- _TRECHO DO TEXTO_
☆ ☆ ☆ ☆ ☆ ☆ ☆

A diretora também dedidicou a sessão do dia aos curta-metragistas, "que estão fazendo cinema do presente e do futuro", e à memória do "mestre extraordinário, fora de série" Rogério Sganzerla, diretor com quem foi casada até a morte dele, no ano de 2004.
Os curtas-metragens
Incorporando um dos acontecimentos recentes mais vivos na memória coletiva nacional, o curta Tem Alguém Feliz em Algum Lugar (RJ) se passa no dia em que o Brasil foi eliminado da Copa do Mundo de 2014, quando sofreu a humilhante goleada de 7 a 1 para a Alemanha. Nesse dia de drama coletivo, um drama particular se estabelece na relação entre o deficiente auditivo Miguel e com a reservada Elisa, condômina do prédio em que o rapaz trabalhava até ser demitido na manhã do fatídico dia.
Ao longo dos 18 minutos de projeção, o curta de Álvaro e Mário Furloni sublinha diversos temas de forma sensível e envolvente, como a relação entre classes sociais distintas, a persistência da memória e o envelhecimento. Assim como no curta-metragem Tarântula, que também faz parte da mostra competitiva e foi exibido na terça (07), a maneira como a história se desenrola e o fluxo das cenas são tão bons que a vontade é de ver os filmes transformados em longas.
O curta mineiro Rapsódia Para Um Homem Negro canaliza um discurso robusto sobre opressão racial no Brasil com metáforas imagéticas igualmente potentes. Na trama, em que a ancestralidade africana e suas representações são colocadas em primeiro plano, o jovem Odé tenta lidar com a morte do seu irmão, Luiz, que foi espancado pela polícia.
No meio da história, uma pausa. Uma cartela preta com versos do rapper Killer Mike (do duo Run The Jewels), ativista do movimento Black Lives Matter, ganha a tela, situando Ferguson, Baltimore e a periferia brasileira como parte da mesma quebrada.
Em seu trabalho, o diretor Gabriel Martins mostra a habilidade de criar metáforas alegorias visuais. Em determinado momento, uma câmera inclinada filma um edifício, como se este estivesse prestes a cair. Ao fundo, escuta-se som do que parecer ser uma confusão desencadeada num protesto. É como se o cineasta apontasse o dedo para uma sociedade insustentável, em que o racismo explícito e velado é varrido para debaixo do tapete.

☆ ☆ ☆ ☆ ☆ ☆ ☆

- _TAREFA ESCRITA 1_
Responda com base no trecho sobre os curtas-metragens:
(a) Com quem a diretora foi casada, e até quando?
(b) Em que dia se passa o curta Tem Alguém Feliz em Algum Lugar?
(c) Como morreu Luiz, irmão de Odé?
- _TAREFA ESCRITA 2_
Resuma em duas frases o trecho sobre os curtas-metragens.
- _TAREFA ESCRITA 3_
Traduza para o inglês esta frase do trecho sobre os curtas-metragens: "Uma cartela preta com versos do rapper Killer Mike (do duo Run The Jewels), ativista do movimento Black Lives Matter, ganha a tela, situando Ferguson, Baltimore e a periferia brasileira como parte da mesma quebrada."

☆ ☆ ☆ ☆ ☆ ☆ ☆

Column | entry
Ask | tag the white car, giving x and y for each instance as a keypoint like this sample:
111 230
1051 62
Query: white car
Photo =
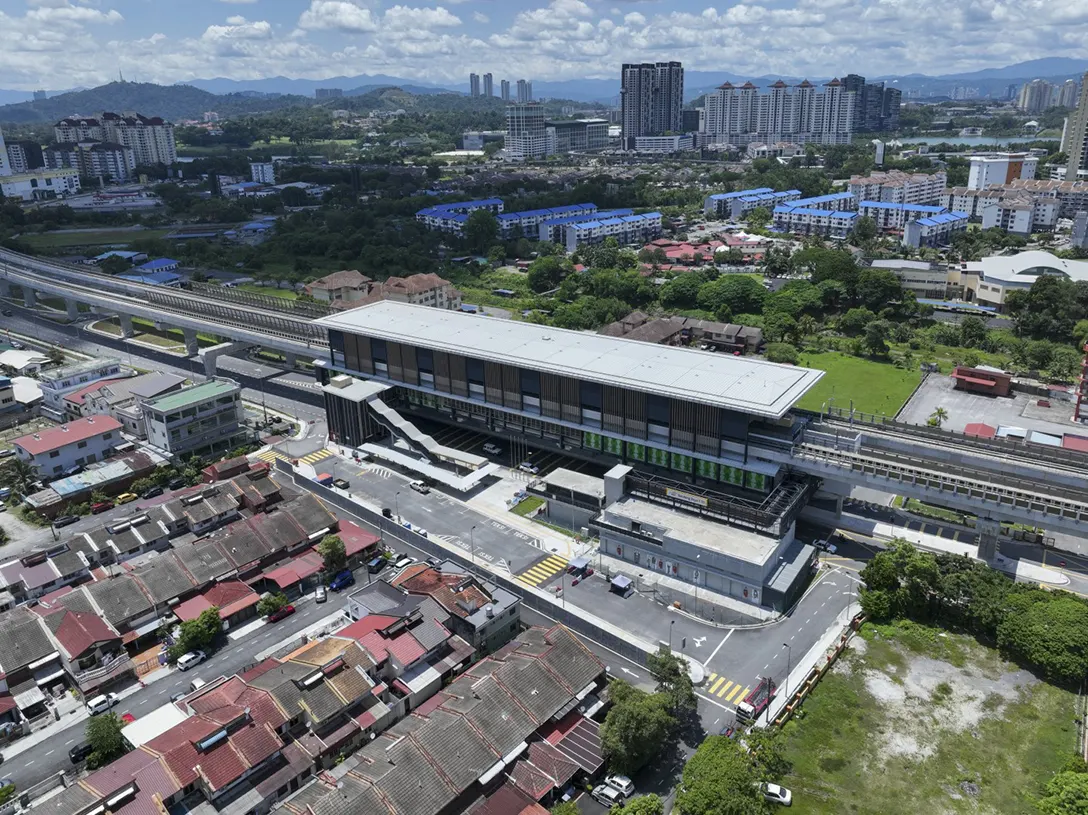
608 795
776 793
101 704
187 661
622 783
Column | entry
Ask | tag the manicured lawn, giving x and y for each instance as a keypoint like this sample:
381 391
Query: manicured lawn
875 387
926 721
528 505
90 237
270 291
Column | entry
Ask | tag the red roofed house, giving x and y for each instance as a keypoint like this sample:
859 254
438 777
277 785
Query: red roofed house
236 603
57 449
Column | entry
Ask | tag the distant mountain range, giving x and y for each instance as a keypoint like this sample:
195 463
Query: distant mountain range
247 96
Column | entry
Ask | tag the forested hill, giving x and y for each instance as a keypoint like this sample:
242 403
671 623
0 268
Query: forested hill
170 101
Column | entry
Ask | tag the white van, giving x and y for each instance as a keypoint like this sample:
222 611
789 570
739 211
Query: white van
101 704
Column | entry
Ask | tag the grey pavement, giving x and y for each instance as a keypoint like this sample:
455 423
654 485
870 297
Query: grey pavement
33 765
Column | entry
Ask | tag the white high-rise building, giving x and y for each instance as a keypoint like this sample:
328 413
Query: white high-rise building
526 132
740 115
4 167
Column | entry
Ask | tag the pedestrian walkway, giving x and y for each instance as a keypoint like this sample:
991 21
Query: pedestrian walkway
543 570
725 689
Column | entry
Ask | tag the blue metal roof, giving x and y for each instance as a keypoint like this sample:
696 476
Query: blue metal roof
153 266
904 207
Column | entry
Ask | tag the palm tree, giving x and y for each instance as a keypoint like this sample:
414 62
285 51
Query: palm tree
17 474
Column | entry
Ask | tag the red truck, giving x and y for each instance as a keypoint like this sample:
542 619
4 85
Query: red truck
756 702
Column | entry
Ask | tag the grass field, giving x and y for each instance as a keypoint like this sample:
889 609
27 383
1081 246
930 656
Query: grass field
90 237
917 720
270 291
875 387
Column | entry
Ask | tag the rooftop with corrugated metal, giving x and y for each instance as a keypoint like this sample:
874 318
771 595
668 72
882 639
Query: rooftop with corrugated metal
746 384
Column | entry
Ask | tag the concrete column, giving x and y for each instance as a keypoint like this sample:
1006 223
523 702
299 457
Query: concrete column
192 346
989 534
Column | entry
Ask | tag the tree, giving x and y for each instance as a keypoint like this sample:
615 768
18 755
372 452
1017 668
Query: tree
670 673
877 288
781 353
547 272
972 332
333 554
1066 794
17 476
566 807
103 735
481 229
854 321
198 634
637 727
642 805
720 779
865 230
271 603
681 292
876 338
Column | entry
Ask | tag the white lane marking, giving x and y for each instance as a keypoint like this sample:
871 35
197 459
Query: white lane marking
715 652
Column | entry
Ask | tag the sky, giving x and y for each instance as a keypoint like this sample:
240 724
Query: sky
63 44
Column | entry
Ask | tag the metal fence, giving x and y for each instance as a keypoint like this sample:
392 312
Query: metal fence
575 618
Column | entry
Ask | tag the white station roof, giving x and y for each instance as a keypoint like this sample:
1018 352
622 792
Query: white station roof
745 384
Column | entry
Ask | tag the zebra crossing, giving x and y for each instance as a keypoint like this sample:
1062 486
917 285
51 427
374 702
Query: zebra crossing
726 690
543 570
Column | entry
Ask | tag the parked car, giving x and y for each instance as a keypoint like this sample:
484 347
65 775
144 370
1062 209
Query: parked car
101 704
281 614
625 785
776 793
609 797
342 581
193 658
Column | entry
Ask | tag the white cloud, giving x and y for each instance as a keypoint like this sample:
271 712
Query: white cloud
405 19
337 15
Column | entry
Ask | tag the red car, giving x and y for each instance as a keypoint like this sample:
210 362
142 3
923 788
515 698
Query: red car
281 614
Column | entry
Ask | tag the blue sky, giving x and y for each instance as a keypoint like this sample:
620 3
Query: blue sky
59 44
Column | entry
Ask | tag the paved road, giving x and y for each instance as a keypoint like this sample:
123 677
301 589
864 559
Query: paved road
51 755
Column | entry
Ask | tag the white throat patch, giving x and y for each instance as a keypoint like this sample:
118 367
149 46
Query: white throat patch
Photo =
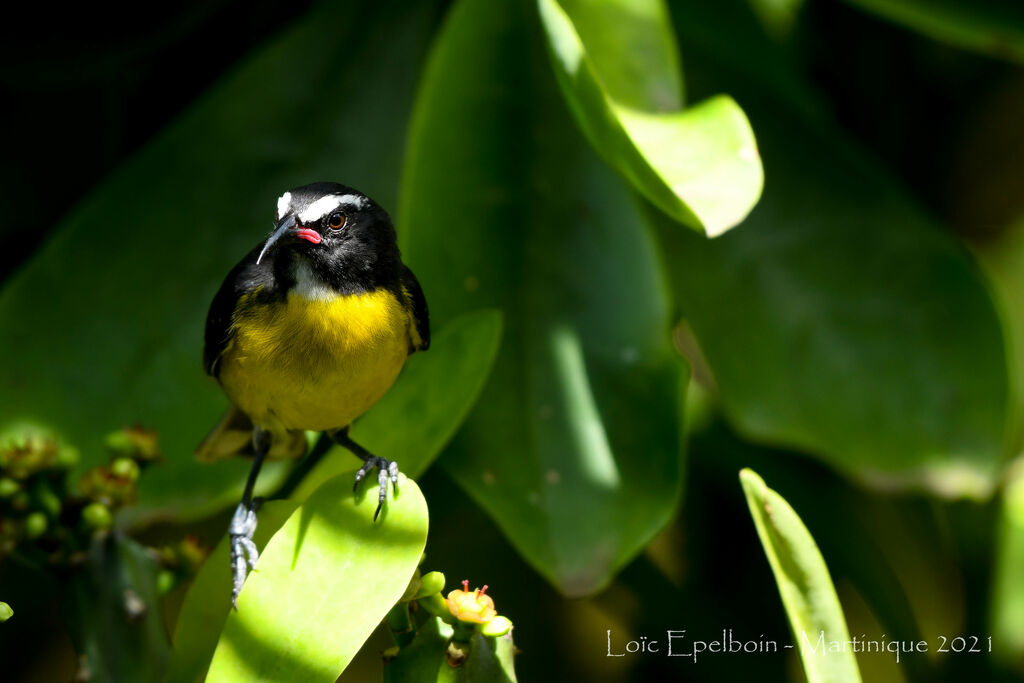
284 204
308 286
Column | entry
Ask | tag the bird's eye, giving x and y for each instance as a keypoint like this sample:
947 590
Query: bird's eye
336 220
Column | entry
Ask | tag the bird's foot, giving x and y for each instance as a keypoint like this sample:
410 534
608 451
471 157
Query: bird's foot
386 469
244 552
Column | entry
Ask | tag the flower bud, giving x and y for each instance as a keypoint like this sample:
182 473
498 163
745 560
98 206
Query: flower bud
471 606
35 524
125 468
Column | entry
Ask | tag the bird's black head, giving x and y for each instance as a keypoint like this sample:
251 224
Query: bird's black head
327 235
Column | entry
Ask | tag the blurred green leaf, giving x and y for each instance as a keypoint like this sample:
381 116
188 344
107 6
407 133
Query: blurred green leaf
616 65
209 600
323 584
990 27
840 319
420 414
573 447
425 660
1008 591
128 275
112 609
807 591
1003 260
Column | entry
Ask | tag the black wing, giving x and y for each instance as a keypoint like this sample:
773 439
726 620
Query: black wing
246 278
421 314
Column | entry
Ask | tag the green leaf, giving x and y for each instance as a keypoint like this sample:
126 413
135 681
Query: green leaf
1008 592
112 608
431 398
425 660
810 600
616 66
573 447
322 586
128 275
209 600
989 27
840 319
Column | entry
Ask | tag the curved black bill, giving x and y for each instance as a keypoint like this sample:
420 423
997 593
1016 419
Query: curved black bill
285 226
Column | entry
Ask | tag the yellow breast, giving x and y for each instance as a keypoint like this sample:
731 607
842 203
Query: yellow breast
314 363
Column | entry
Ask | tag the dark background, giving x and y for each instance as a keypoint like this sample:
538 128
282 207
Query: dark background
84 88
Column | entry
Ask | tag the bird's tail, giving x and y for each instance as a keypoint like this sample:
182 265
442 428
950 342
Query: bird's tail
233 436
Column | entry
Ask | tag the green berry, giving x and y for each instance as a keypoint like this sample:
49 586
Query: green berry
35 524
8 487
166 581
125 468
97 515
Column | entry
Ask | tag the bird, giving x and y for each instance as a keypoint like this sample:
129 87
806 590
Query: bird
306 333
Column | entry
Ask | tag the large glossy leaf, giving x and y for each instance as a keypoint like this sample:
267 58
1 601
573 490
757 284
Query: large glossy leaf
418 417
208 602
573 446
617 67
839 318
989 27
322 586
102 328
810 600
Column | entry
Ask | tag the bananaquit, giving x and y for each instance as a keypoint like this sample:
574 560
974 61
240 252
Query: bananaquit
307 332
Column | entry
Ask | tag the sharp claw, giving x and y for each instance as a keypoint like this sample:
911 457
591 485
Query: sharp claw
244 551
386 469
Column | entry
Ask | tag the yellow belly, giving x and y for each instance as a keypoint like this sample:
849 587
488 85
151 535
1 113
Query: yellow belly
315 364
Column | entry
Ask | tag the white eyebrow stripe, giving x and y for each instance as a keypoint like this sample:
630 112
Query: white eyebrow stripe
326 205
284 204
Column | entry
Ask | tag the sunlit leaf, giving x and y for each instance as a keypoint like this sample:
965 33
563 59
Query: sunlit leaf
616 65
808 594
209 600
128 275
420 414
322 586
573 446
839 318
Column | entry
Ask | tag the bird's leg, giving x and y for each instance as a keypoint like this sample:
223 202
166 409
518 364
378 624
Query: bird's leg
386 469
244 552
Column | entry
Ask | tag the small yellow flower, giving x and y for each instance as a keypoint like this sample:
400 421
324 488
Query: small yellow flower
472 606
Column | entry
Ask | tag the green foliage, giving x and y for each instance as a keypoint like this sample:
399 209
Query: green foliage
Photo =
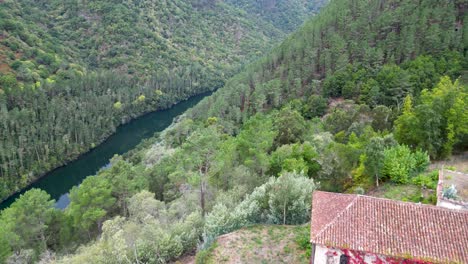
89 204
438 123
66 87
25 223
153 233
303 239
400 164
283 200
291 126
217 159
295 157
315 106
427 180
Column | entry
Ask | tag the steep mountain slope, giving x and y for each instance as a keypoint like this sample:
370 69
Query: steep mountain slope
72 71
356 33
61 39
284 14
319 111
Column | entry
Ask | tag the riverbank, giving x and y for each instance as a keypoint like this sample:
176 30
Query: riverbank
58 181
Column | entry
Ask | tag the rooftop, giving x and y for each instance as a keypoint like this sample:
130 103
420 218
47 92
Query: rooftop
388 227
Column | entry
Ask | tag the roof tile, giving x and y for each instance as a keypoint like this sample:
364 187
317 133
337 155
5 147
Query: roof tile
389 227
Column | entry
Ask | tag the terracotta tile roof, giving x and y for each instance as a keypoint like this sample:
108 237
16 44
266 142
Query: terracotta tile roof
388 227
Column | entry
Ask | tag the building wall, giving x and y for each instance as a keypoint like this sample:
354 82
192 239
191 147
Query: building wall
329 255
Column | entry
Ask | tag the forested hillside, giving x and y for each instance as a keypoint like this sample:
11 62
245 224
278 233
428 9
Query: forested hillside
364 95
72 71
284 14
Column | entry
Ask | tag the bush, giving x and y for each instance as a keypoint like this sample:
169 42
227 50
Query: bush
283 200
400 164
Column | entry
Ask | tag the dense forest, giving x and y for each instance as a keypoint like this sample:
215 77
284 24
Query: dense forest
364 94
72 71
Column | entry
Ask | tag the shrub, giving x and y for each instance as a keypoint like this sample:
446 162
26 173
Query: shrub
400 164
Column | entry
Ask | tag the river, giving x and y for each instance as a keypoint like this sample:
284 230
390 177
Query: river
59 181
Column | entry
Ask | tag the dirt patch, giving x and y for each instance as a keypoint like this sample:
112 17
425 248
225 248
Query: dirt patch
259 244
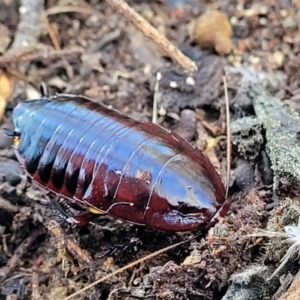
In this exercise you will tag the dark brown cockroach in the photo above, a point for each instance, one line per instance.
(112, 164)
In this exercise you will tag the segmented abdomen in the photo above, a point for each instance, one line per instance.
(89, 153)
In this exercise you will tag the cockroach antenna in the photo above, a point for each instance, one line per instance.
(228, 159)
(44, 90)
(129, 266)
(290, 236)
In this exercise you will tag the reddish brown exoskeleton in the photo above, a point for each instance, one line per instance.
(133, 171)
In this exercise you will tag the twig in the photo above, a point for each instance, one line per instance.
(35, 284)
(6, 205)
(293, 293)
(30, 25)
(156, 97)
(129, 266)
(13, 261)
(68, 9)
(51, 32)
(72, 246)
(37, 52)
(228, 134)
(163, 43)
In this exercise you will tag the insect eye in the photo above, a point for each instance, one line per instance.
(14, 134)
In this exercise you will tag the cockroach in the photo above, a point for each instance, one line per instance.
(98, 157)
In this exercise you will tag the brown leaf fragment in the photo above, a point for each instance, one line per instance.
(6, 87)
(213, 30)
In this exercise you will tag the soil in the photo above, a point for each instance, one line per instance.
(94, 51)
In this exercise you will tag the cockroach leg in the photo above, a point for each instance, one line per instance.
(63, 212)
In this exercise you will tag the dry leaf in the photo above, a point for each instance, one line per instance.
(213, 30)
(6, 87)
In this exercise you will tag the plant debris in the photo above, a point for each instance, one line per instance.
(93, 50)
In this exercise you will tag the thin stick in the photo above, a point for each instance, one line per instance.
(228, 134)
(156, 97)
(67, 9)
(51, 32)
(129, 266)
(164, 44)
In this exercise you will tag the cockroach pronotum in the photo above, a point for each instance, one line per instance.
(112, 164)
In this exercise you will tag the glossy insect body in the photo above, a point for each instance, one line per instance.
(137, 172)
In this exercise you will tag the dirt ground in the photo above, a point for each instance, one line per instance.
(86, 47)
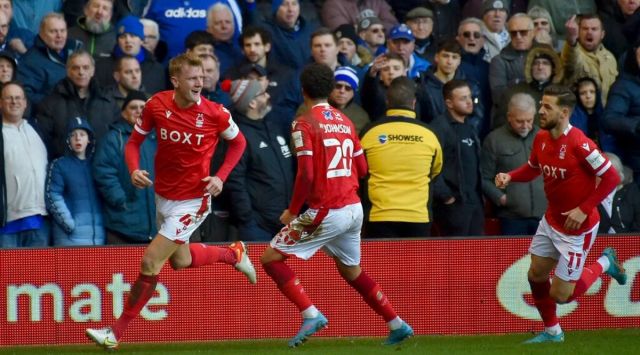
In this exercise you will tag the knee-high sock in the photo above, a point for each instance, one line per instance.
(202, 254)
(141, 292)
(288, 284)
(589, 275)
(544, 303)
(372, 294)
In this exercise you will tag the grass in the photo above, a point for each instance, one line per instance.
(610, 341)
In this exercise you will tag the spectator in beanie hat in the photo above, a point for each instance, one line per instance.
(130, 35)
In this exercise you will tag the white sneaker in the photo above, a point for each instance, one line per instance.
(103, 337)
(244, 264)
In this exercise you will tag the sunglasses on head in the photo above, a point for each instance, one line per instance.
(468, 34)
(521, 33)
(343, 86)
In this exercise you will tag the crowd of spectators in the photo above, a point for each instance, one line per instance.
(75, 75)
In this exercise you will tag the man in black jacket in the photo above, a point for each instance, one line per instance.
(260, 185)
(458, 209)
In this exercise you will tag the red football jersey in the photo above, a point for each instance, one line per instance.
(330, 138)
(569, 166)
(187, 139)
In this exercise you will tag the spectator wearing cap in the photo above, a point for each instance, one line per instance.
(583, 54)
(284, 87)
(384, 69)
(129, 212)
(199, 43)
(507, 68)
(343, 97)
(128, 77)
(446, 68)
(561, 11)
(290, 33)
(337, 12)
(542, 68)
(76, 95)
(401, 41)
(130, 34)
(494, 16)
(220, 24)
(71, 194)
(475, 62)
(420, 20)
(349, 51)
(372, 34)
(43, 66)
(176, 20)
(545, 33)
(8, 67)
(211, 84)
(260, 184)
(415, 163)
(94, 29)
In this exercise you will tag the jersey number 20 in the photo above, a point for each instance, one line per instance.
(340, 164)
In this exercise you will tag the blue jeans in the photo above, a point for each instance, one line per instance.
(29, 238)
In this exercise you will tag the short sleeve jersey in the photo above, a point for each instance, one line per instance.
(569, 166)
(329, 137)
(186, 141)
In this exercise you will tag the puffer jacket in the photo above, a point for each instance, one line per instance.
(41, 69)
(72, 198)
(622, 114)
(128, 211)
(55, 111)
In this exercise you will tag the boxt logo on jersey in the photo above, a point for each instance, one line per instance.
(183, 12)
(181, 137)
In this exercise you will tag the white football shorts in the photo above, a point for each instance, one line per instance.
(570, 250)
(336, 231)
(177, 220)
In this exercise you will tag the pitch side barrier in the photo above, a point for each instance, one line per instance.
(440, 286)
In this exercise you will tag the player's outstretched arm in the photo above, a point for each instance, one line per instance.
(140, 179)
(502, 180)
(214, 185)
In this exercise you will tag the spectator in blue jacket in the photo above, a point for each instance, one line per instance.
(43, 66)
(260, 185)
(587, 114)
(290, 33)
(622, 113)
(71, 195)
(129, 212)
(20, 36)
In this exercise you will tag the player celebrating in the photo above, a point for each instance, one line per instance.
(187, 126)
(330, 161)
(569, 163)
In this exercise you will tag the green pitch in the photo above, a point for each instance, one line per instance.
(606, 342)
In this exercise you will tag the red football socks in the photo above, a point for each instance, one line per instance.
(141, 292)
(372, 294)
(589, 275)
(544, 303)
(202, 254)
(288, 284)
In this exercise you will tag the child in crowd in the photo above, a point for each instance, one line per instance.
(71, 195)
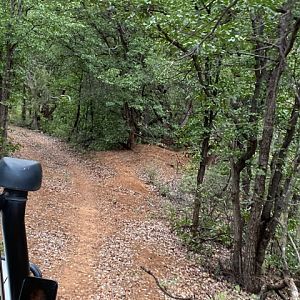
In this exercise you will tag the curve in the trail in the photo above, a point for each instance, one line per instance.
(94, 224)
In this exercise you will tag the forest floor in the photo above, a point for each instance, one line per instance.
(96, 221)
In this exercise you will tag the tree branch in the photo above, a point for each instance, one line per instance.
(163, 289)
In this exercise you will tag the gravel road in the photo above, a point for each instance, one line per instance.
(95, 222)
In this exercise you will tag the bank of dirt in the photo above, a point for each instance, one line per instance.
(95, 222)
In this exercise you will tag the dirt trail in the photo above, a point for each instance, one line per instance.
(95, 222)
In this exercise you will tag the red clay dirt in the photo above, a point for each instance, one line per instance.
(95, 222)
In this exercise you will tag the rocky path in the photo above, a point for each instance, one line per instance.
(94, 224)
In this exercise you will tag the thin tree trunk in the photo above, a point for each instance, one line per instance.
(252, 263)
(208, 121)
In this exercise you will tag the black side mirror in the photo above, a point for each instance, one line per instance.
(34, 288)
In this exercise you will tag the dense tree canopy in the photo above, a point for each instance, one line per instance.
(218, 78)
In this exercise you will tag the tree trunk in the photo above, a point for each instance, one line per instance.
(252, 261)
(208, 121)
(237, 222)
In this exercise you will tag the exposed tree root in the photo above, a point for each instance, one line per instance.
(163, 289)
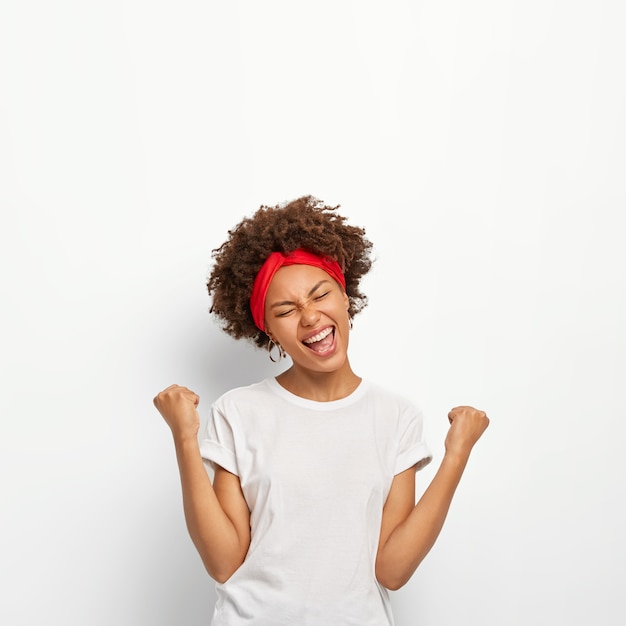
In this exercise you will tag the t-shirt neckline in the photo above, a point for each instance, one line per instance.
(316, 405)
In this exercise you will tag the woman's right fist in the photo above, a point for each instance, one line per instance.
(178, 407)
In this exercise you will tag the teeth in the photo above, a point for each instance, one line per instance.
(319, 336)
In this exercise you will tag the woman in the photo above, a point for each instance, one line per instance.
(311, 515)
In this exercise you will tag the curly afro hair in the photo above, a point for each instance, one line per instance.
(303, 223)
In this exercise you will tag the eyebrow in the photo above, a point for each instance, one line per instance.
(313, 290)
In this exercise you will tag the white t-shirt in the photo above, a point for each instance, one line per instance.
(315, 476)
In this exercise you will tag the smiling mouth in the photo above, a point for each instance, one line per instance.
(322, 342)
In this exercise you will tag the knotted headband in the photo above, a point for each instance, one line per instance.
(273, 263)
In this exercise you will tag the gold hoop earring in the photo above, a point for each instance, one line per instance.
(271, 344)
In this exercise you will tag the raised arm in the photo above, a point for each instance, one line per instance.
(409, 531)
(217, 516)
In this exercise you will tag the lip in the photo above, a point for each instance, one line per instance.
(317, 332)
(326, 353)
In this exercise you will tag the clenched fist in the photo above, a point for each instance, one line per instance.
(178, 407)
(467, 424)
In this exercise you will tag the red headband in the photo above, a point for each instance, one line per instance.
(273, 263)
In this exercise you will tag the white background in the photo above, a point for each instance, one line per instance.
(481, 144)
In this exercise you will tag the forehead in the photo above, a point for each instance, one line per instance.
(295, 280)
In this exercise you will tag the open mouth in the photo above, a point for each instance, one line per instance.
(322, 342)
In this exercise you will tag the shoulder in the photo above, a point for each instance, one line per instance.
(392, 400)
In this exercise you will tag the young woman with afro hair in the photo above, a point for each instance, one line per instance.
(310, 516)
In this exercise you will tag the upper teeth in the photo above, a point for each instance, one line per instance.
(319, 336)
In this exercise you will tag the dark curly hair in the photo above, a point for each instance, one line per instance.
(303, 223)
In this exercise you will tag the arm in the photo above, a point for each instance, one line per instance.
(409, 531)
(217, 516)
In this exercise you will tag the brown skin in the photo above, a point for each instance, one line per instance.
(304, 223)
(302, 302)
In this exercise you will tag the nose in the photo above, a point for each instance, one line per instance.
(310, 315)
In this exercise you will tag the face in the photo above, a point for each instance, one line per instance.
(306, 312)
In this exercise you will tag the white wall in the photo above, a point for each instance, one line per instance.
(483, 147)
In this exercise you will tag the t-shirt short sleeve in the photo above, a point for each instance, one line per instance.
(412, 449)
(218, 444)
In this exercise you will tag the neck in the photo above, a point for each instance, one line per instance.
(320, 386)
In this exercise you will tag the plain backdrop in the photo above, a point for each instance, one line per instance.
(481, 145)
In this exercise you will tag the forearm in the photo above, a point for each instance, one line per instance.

☆ ☆ ☆ ☆ ☆ ☆ ☆

- _RESPOSTA 1_
(a) Com Rogério Sganzerla, até a morte dele, em 2004.
(b) No dia em que o Brasil foi eliminado da Copa do Mundo de 2014, ao perder de 7 a 1 para a Alemanha.
(c) Foi espancado pela polícia.

- _RESPOSTA 2_
O curta Tem Alguém Feliz em Algum Lugar se passa no dia da derrota do Brasil por 7 a 1 para a Alemanha na Copa de 2014 e acompanha a relação entre Miguel, deficiente auditivo, e Elisa, tratando de temas como classes sociais, memória e envelhecimento. Já Rapsódia Para Um Homem Negro, de Gabriel Martins, aborda a opressão racial no Brasil com metáforas visuais potentes, por meio da história de Odé, que tenta lidar com a morte do irmão, espancado pela polícia.

- _RESPOSTA 3_
A black title card with verses by rapper Killer Mike (of the duo Run The Jewels), an activist in the Black Lives Matter movement, fills the screen, placing Ferguson, Baltimore and the Brazilian outskirts as part of the same hood.